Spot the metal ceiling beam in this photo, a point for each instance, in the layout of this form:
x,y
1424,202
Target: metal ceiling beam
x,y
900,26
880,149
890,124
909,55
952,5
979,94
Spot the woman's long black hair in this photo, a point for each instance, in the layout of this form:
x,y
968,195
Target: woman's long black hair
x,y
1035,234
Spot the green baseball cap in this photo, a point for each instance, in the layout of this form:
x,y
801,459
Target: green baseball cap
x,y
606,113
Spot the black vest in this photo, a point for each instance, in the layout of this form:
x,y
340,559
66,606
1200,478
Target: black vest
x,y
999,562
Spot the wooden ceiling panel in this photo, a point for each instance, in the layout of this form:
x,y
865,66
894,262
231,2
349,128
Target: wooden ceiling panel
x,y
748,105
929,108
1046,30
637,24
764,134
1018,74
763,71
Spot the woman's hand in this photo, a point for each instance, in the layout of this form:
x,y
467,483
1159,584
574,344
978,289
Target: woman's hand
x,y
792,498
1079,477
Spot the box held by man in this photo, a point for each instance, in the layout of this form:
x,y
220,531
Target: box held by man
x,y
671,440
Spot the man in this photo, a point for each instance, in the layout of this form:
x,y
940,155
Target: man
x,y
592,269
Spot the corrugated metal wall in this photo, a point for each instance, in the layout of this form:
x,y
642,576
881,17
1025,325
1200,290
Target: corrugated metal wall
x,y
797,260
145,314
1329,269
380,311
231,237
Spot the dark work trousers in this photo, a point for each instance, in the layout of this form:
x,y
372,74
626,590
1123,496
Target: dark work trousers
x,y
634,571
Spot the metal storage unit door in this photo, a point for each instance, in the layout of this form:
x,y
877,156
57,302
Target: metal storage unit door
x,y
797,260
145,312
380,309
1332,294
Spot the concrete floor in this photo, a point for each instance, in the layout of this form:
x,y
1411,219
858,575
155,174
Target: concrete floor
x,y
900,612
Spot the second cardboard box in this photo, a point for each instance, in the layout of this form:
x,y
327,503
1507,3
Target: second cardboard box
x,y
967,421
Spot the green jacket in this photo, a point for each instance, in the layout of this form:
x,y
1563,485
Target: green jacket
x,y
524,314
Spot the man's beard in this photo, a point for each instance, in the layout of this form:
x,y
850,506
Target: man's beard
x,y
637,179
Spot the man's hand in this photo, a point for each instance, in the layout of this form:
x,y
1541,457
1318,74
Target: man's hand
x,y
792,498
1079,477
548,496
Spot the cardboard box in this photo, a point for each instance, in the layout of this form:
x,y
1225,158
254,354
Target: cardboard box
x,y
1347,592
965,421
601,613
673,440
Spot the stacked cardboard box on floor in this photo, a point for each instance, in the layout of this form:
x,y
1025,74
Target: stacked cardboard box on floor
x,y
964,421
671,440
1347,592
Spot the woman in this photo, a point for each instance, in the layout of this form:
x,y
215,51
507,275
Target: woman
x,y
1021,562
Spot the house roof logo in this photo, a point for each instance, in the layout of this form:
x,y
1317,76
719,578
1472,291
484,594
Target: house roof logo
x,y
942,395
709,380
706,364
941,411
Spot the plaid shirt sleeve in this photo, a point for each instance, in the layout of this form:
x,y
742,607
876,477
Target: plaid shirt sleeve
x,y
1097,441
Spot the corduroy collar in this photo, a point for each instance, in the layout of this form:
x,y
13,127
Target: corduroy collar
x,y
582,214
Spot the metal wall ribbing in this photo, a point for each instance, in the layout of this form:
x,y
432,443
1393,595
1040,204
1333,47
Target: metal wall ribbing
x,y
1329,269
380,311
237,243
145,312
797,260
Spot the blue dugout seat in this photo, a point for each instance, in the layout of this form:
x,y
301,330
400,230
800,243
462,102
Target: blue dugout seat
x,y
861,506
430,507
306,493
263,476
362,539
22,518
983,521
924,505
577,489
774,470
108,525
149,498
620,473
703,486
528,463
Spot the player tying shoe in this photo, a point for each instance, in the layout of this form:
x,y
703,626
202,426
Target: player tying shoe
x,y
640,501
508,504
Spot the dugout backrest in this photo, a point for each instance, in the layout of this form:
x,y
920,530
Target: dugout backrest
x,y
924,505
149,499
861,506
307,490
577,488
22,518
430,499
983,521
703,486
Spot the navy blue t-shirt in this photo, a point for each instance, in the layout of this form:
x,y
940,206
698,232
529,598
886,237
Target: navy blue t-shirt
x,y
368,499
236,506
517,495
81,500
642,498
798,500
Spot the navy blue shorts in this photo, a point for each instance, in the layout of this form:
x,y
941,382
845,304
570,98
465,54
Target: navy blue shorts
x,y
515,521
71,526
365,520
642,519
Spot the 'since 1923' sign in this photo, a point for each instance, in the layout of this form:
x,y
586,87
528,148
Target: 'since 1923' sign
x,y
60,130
* * *
__Exercise brief__: Nothing in the listing may be changed; retype it all exactly.

__Output for this task__:
Spot the metal ceiling beam in this photo, a point for each instance, in the layout of this form:
x,y
1424,202
Target: metal ceiling beam
x,y
900,26
880,149
890,124
909,55
952,5
979,94
Spot the woman's long black hair in this photo, a point for each instance, in the layout of this form:
x,y
968,195
Target: woman's long black hair
x,y
1035,234
Spot the green baseball cap in this photo, a point for each instance, in the layout of this form:
x,y
801,459
Target: green baseball cap
x,y
606,113
Spot the black vest in this photo, a point for each instance, in the layout of this form:
x,y
340,559
66,606
1200,478
Target: black vest
x,y
999,562
Spot the wooden ceiling panel in this photo, a point for each instance, in the layout of this form:
x,y
865,66
894,262
231,2
349,128
Target: wooden ceiling panel
x,y
748,105
929,108
1046,30
637,24
764,134
1018,74
763,71
Spot the woman's hand in this photo, a point for each instance, in the layout of this form:
x,y
467,483
1159,584
574,344
978,289
Target: woman's hand
x,y
792,498
1079,477
Spot the box held by man in this photo, a point for each instance, in the layout of this form:
x,y
220,531
Target: box held by man
x,y
671,440
Spot the man in this photo, a point for each instance, in the layout of this form:
x,y
940,155
Target: man
x,y
592,269
Spot the corrugated metal wall in this photo, a point for each instance, in the layout of this form:
x,y
642,576
881,17
1025,325
1200,290
Target: corrugated metal wall
x,y
797,260
145,314
1329,269
380,311
231,237
Spot the dark work trousers in this photo, a point for each instance, in the layout of this form:
x,y
372,74
626,590
1123,496
Target: dark work trousers
x,y
634,571
Spot the metal storage unit door in this photo, a point for each instance, in the layout of this form:
x,y
877,156
57,302
Target: metal storage unit door
x,y
797,260
145,312
380,309
1332,294
Spot the concrete floor in this photo, a point for each instance, in the layout of this form:
x,y
1411,219
858,575
155,174
Target: concrete floor
x,y
900,612
Spot the second cardboard box in this photo, a point for each instance, in the layout of this form:
x,y
327,503
1507,3
Target: second cardboard box
x,y
967,421
Spot the green jacket in this photo, a point for each instance, in the layout of this form:
x,y
1563,485
Target: green jacket
x,y
524,314
Spot the man's beard in this photo, a point for each instance, in the layout of this form:
x,y
850,506
Target: man's beard
x,y
637,179
Spot the man's hand in this photo, a point for each instance, in the layout of this form:
x,y
1541,457
1318,74
Target: man's hand
x,y
792,498
1079,477
548,496
Spot the cardboard box in this photo, a point for each instance, in the layout of this form:
x,y
1225,158
254,354
Target: cardboard box
x,y
1347,592
965,421
601,613
673,440
Spot the stacked cardboard box on floor in this photo, a point for each instance, in the layout of this form:
x,y
1025,74
Target: stacked cardboard box on floor
x,y
964,421
671,440
1347,592
Spot the woman in this photo, a point for each instance, in the layout of this form:
x,y
215,51
507,275
Target: woman
x,y
1021,562
Spot the house roof logo in this photo, a point for each instance, in the layout of this form:
x,y
1317,76
719,578
1472,291
484,594
Target: house roof logo
x,y
942,395
709,380
706,364
941,411
Spot the plaid shirt sleeve in this photo, a point for each instance, in the layout of this form:
x,y
742,607
876,477
Target: plaid shirt sleeve
x,y
1097,441
Spot the corduroy collar in this photo, a point for each instance, in the layout of this form:
x,y
13,127
Target: corduroy collar
x,y
582,214
Spot the metal wall ribbing in this photo, a point for each instance, in the layout of this form:
x,y
432,443
1393,595
1040,204
1333,47
Target: metal wall ribbing
x,y
1329,269
380,311
237,243
145,312
797,260
Spot the blue dugout seat in this photo, a point for each instance, in the layout of this form:
x,y
301,330
400,230
800,243
462,102
Target: blue dugout seat
x,y
861,506
430,507
306,493
263,476
362,539
22,518
983,521
924,505
577,489
774,470
108,525
149,498
620,473
703,486
528,463
Spot the player tying shoe in this photo, a point for each instance, in the layout of this form:
x,y
703,626
202,426
Target: player tying shoe
x,y
640,501
508,504
Spot the dugout backrest in this photo, a point for each instance, in the layout of this form:
x,y
920,530
Target: dugout backrest
x,y
924,505
149,499
861,506
307,490
577,488
22,518
430,499
983,521
703,486
Spot the navy blue t-shirt in this photo, a point for each instance, in the layout of this form:
x,y
940,206
698,232
529,598
886,237
Target: navy blue t-shirt
x,y
368,499
236,506
517,495
81,500
642,498
798,500
Spot the navy blue shorts in this photo, a point for each instance, in the layout of this form:
x,y
941,382
845,304
570,98
465,54
Target: navy blue shorts
x,y
515,521
71,526
365,520
642,519
Spot the 'since 1923' sign in this photo, a point for each instance, in the layout of this form:
x,y
586,87
528,148
Target: 'since 1923' sign
x,y
60,130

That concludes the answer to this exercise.